**Dataset records:**
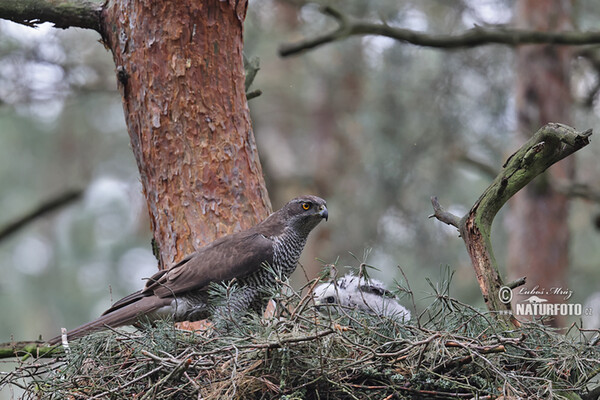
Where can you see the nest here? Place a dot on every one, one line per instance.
(449, 350)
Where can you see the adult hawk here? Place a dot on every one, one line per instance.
(353, 292)
(182, 291)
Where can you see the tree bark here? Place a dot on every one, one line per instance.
(180, 72)
(538, 244)
(552, 143)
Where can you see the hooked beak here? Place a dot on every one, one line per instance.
(323, 212)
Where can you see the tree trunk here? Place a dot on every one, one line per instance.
(180, 71)
(538, 218)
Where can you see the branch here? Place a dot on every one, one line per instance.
(550, 144)
(577, 189)
(43, 209)
(471, 38)
(25, 349)
(442, 215)
(62, 13)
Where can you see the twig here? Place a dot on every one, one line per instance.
(46, 207)
(550, 144)
(477, 36)
(121, 387)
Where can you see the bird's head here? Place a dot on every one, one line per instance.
(304, 213)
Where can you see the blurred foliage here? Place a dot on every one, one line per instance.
(374, 126)
(449, 350)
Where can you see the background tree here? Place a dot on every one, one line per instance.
(416, 122)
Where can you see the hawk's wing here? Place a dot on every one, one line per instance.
(233, 256)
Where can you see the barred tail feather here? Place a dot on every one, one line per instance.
(125, 315)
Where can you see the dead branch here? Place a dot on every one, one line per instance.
(477, 36)
(62, 13)
(550, 144)
(37, 349)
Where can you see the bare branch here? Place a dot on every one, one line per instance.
(577, 189)
(442, 215)
(550, 144)
(62, 13)
(43, 209)
(471, 38)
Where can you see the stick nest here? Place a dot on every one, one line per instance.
(450, 350)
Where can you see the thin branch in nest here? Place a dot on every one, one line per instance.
(442, 215)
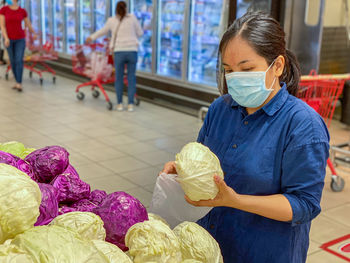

**Task description:** Collect every line in the entries above that contains the word "branch", and copy each of those lines in full.

**Exercise solution:**
Where can you see the branch here? Place a dot on every one, one line per instance.
Where can you see the dead branch here? Place a dot on every one, one line per instance.
Where can you see the bare branch here? Place a dot on every one, one line per instance.
Where can you see the thin branch in nest here? Place a dot on every one, one line per instance.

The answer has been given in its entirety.